Raj Chovatiya, MD, PhD; Shawn Kwatra, MD; and Sarina B. Elmariah, MD, PhD; share guideline resources that physicians turn to when treating PN.
Raj Chovatiya, MD, PhD: In some ways, it’s not that surprising oftentimes that our patients with the most severe PN [prurigo nodularis] have so many issues that leave them so disconnected from the health system. They’ve gone years without appropriate treatment. It’s been years, potentially, since someone’s even really given a second thought to what might be going on. That’s really the tough part of the disease, when you get those patients coming into the office. Oftentimes, there’s a lot of work that you have to do as the quarterback of that team. I really love how you put it, that at the end of the day that almost might be the most important thing you can do to get them over the hump and really get them to buy into the treatment plan you’re trying to set up when it comes to managing the disease appropriately. I might follow up on your statement, since you’re definitely the right person to ask about this. Are there any particular guidelines that folks turn to for disease management? What exactly has been put out there in terms of recommendations about how you go about therapy?
Sarina B. Elmariah, MD, PhD: Yes. Thanks for asking that. A group of physicians who are interested in PN and see a lot of PN patients — Dr Shawn Kwatra is 1 of my esteemed colleagues, and a series of others — we got together to offer some guidance on this topic of how to evaluate and to consider treatment for patients with PN that was published in the Journal of Affective Disorders over a year ago. I think that was the first of many steps that we’re taking as a community of itch dermatologists, or individuals interested in this neuroimmune dysregulation, towards making those suggestions. Again, that’s already, to some extent, outdated because of the landscape, there’s much interest in this disorder. We’re building awareness of the disorder and an understanding of the pathophysiology. The treatment landscape is already changing dramatically.
I do want to make 1 more point. I do want to emphasize to anybody watching this that the majority of patients whom you may see with PN are not necessarily going to have renal disease. They’re not going to have associated diabetes. While there are increased odds of that, of having PN if you have those disorders, these patients do not always have it. I don’t want to give the impression that every patient walking in the door is going to have some other completely uncontrolled disease. It is important to ask. It’s important to be aware of their overall health. That will play into even just our understanding of this disease and how to then treat it. Which is the topic we’ll probably get to soon.
Raj Chovatiya, MD, PhD: That’s a very nice way to encapsulate the fact that it’s really a disservice to patients to pigeonhole them into categories based on what you might think or be expecting or what little you know. This is also in regard to the point both of you very nicely made, which is that for everyone thinking that this is some psychological thing first that manifests, that is not the hole you want to put your patients in.

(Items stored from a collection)
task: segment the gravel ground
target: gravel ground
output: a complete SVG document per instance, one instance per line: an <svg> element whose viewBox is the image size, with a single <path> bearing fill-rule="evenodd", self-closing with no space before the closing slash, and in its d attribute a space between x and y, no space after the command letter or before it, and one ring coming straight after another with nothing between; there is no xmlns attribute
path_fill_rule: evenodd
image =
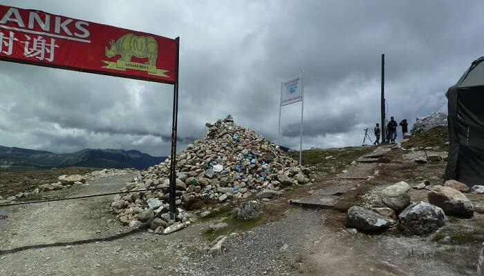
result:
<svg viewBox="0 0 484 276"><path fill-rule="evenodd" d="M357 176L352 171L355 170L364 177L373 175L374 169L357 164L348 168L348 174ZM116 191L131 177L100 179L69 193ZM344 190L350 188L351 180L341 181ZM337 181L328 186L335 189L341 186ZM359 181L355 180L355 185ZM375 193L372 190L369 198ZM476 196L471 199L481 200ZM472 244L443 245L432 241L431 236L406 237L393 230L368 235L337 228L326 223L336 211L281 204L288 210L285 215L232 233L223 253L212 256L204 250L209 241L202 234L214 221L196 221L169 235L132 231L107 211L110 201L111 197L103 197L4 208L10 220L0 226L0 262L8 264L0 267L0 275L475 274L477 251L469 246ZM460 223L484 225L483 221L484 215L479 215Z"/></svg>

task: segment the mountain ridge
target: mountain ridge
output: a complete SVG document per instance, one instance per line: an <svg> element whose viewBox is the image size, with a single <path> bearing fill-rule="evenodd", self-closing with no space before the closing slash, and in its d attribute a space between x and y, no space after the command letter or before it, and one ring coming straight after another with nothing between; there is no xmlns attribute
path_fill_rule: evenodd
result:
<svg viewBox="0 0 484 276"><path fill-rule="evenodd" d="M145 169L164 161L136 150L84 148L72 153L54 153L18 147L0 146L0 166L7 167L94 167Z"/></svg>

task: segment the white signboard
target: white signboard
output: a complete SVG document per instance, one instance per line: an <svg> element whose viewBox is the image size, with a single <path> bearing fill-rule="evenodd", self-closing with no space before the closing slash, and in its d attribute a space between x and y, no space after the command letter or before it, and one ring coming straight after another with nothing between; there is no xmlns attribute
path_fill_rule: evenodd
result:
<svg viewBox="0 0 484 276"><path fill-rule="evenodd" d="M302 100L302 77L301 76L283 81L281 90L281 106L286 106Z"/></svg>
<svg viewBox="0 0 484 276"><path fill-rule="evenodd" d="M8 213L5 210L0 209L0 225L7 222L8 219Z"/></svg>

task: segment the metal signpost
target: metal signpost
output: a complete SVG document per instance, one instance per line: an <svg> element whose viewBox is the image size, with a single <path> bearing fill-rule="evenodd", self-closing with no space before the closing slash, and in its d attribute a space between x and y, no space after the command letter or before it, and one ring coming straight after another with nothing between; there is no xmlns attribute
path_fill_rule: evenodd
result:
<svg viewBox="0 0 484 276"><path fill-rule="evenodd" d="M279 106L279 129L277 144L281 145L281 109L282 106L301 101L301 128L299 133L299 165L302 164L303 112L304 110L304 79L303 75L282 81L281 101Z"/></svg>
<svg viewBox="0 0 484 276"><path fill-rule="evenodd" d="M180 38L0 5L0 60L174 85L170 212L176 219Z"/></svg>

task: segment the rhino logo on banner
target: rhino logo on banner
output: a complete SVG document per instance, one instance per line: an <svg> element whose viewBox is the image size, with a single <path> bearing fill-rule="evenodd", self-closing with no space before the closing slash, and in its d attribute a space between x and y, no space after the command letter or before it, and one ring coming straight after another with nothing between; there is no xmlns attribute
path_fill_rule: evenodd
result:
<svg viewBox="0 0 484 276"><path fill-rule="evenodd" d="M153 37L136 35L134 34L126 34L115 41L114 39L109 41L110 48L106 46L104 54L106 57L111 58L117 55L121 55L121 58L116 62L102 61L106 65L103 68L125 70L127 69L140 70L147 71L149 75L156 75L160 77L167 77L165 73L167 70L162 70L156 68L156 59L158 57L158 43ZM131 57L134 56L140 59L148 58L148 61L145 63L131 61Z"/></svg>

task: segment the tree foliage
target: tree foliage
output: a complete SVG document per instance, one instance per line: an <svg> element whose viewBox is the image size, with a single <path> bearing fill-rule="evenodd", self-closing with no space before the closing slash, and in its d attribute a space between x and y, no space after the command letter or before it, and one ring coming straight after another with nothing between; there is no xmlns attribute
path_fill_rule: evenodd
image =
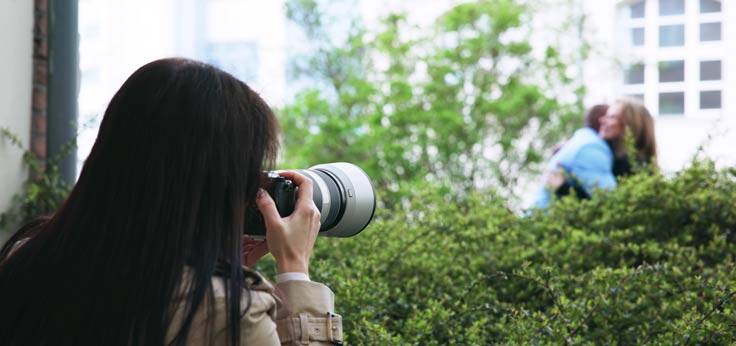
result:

### ACTIVITY
Can you repeat the prurigo nodularis discussion above word for word, beginning at "Sarina B. Elmariah, MD, PhD: Yes." and stopping after "already changing dramatically."?

### OUTPUT
Sarina B. Elmariah, MD, PhD: Yes. Thanks for asking that. A group of physicians who are interested in PN and see a lot of PN patients — Dr Shawn Kwatra is 1 of my esteemed colleagues, and a series of others — we got together to offer some guidance on this topic of how to evaluate and to consider treatment for patients with PN that was published in the Journal of Affective Disorders over a year ago. I think that was the first of many steps that we’re taking as a community of itch dermatologists, or individuals interested in this neuroimmune dysregulation, towards making those suggestions. Again, that’s already, to some extent, outdated because of the landscape, there’s much interest in this disorder. We’re building awareness of the disorder and an understanding of the pathophysiology. The treatment landscape is already changing dramatically.